[[ DOCUMENT SECTION open ]]

The operator said it would begin selling energy to its employees on a trial basis, before rolling out the service to the wider public next year
In November last year, Telstra announced a considerable organisational reshuffle that saw the business split into three separate entities: InfraCo Fixed, which owns Telstra’s physical infrastructure assets like ducts, fibre, and submarine cables; InfraCo Towers, owning the company’s mobile tower assets (49% of which was this year sold to a Future Fund-led consortium for $2.8 billion); and ServeCo, Telstra’s retail business.
But perhaps even more interesting was the company announcing plans to move into energy retail, hoping to leverage its relationships with roughly five million households and nearly one million small businesses.
The company will not be explicitly involved in energy generation itself, but instead already invests in renewable energy projects that could theoretically power around 100,000 homes.
It took until July this year for the company to receive authorisation to sell electricity and natural gas to customers in New South Wales, Queensland, South Australia and the Australian Capital Territory, as well as applying to supply those in Victoria.
Now, Telstra has announced that it will initially begin trialling its energy products with its own employees, with a wider rollout to the general public expected to take place at the end of the 2022 fiscal year.
Customers will be able to manage their energy plans via Telstra’s ‘My Telstra’ app, which is already being used by customers to control their fixed and mobile plans.
As connectivity is increasingly viewed as a utility alongside gas and electricity, it seemingly makes sense to bundle these services together, especially for an operator like Telstra who has proven itself very progressive when it comes to energy usage, being certified as carbon neutral in early 2020.
On the other hand, in the past, similar projects around the world have largely failed, partly due to the nature of the product itself. Unlike connectivity products, which typically have relatively stable pricing, energy prices fluctuate regularly, making bundling the two items together difficult.

[[ DOCUMENT SECTION closed ]]

TASKS TO PERFORM:
1. Translate this sentence from the article on Telstra's move into energy retail into French: "Customers will be able to manage their energy plans via Telstra’s ‘My Telstra’ app, which is already being used by customers to control their fixed and mobile plans."
2. Please carry on the article on Telstra's move into energy retail, starting right after its last sentence.
None of the records have any bearing on this.

[[ RECORDS SHOWN open ]]

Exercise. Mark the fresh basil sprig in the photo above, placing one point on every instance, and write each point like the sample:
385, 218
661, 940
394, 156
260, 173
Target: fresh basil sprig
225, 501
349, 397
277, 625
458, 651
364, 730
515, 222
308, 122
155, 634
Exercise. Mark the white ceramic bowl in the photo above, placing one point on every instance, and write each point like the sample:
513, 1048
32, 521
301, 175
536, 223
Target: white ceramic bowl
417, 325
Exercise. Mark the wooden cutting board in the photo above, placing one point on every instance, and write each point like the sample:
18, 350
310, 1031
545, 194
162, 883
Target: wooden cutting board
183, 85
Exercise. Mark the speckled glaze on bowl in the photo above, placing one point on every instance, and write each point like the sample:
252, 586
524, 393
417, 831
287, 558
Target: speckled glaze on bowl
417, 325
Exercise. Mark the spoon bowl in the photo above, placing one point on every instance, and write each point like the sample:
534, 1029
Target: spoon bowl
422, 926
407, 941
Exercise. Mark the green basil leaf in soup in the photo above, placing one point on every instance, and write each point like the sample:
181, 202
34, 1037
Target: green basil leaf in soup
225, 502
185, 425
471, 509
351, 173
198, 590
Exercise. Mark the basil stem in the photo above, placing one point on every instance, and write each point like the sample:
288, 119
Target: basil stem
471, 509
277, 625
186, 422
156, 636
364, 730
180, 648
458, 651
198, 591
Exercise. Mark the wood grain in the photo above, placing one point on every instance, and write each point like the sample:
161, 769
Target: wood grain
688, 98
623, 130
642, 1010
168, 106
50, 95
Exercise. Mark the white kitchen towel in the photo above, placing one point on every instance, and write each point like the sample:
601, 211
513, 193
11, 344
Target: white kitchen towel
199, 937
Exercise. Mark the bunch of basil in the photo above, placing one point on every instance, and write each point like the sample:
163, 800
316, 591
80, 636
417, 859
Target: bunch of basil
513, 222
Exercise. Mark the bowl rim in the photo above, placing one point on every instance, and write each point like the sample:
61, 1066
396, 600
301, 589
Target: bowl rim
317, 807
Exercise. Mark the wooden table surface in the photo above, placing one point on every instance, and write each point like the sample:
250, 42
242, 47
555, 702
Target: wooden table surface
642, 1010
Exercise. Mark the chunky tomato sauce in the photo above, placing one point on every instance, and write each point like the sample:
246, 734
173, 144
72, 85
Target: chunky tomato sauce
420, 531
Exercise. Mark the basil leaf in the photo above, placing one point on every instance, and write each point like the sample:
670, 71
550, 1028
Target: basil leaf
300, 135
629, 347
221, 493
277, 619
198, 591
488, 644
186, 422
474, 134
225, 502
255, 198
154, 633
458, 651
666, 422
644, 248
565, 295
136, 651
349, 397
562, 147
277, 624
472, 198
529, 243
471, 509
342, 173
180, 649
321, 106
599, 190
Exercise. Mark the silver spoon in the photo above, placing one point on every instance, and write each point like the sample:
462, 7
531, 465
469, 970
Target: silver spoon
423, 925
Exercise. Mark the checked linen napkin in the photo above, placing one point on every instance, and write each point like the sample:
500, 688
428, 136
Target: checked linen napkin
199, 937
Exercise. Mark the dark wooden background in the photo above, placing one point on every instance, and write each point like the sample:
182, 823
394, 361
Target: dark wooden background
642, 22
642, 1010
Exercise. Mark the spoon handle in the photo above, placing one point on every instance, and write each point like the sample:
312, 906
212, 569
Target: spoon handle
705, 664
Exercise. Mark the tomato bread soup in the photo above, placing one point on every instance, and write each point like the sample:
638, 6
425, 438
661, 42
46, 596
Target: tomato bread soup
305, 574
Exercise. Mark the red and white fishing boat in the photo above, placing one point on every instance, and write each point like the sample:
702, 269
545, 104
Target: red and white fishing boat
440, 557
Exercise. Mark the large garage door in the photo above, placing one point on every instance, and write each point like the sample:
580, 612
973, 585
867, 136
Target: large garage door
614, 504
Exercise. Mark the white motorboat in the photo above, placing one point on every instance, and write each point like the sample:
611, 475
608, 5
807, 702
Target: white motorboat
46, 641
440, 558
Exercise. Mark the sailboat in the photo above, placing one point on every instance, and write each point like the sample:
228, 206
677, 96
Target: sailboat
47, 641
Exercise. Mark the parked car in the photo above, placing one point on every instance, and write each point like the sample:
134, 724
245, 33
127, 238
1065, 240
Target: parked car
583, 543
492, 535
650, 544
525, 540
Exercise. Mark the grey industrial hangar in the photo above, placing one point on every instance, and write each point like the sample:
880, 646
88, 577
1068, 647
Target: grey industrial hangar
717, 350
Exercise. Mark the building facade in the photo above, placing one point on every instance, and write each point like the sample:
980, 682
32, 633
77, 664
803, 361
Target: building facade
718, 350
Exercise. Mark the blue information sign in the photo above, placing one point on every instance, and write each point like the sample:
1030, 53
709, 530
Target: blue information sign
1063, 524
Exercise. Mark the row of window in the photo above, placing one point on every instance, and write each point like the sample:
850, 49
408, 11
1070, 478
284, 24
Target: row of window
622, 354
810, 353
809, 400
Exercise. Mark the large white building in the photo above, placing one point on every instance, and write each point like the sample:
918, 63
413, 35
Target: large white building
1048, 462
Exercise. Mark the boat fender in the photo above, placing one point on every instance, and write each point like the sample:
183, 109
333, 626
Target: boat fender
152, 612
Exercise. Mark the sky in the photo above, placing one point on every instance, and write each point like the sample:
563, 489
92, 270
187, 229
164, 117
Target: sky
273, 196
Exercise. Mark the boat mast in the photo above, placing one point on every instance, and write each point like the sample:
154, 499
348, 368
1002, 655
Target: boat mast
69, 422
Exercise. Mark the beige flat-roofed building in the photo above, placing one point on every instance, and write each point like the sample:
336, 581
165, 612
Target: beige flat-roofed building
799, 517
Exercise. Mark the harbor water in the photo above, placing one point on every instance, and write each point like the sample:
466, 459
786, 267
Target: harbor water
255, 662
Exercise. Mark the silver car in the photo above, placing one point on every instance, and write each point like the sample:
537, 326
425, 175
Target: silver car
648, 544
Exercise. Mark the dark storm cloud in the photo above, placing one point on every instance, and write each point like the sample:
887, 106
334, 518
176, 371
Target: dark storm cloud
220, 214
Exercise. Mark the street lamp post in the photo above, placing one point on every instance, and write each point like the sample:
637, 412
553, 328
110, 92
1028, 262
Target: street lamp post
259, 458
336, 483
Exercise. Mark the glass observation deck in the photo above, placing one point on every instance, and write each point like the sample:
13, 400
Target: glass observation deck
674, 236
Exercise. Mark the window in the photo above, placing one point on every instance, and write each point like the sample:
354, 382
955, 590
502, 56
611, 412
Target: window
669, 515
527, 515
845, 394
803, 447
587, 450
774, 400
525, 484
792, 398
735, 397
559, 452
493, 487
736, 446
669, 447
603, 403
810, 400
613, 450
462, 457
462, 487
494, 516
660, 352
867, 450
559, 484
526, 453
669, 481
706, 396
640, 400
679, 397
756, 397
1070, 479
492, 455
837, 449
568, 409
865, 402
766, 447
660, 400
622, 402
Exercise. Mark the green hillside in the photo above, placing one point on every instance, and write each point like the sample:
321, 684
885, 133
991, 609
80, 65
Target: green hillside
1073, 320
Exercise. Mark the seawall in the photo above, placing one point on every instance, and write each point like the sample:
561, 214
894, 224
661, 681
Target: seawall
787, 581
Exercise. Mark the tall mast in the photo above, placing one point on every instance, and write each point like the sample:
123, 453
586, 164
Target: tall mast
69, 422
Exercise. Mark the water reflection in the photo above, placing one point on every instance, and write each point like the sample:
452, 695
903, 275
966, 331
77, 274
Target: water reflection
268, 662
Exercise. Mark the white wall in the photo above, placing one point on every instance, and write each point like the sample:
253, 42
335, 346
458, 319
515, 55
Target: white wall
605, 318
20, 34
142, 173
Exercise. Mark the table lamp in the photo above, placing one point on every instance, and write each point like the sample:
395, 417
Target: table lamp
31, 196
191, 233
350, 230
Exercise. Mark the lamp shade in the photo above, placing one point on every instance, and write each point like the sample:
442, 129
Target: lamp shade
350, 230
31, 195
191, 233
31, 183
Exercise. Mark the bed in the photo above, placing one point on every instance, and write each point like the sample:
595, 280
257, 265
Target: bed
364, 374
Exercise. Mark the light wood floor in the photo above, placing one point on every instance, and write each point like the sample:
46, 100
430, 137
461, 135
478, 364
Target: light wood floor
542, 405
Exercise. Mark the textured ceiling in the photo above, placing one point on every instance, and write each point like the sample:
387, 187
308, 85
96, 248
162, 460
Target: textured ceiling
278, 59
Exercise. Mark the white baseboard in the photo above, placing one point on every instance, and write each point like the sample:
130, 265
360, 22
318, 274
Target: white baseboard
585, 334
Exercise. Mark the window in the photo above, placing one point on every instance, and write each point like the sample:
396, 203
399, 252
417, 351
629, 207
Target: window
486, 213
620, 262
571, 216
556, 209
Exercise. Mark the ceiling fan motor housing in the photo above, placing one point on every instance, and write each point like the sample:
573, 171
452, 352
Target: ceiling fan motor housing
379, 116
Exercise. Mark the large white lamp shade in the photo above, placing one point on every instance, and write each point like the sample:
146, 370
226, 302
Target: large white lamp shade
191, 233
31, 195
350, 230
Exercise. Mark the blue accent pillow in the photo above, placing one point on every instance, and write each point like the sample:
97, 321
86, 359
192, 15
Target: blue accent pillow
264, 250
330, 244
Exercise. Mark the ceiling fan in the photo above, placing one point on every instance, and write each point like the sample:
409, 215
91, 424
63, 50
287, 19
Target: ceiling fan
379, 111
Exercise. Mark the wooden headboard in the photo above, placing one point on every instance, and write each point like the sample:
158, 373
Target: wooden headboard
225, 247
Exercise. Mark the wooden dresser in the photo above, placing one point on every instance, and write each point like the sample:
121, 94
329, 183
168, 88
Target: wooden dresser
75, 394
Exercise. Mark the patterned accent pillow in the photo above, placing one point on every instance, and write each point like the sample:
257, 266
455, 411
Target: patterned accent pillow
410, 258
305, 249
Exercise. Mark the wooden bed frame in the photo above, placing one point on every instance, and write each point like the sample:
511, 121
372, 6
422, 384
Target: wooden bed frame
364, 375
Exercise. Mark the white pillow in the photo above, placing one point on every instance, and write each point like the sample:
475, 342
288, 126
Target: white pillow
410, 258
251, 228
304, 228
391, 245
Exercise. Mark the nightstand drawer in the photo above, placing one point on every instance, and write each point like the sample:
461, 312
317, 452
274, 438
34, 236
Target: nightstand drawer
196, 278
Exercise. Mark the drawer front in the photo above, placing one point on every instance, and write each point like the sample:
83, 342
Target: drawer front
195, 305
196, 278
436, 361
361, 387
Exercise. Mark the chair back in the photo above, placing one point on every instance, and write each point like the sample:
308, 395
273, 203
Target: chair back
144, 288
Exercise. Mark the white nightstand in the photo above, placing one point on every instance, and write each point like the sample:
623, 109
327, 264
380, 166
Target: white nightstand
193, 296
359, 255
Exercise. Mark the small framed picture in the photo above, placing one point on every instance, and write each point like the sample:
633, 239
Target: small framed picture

[[ RECORDS SHOWN closed ]]

ANSWERS:
1. Les clients pourront gérer leurs forfaits d'énergie via l'application « My Telstra » de Telstra, qui est déjà utilisée par les clients pour contrôler leurs forfaits fixes et mobiles.

2.
Nonetheless, Ben Burge, head of Telstra’s energy business, remained positive about the project, saying that one of the major advantages Telstra has over its energy competitors is significant differentiation.
"In telco, particularly in the mobile experience, you are literally purchasing a differentiated experience,” he said, adding that he would have “crawled over broken glass to access the marketing assets that Telstra has at his disposal” in his previous role in the energy sector.
But despite this optimism, Burge was quick to emphasise that the company expected new revenue growth in this area to be “measured” rather than explosive.
“We have to get the basics right for those in the market who are most at risk before we earn the right to scale up in a way that might reshape the way the markets work,” he said, noting that problems with energy can be disastrous for consumers.
Ultimately, Telstra are positioning the move as part of their wider focus on sustainability.
"Pushing into retail is therefore a natural extension of what we’ve been doing for several years and will augment our efforts to accelerate the decarbonisation of the Australian grid," he said.
If Telstra’s foray into energy resale proves successful, it could well prove something of a watershed moment for the industry, convincing numerous telcos to follow suit.
In related news, the Australian government recently agreed to co-finance Telstra’s acquisition of Digicel Pacific, largely in an effort to stop important infrastructure in the region from falling into the hands of a Chinese company.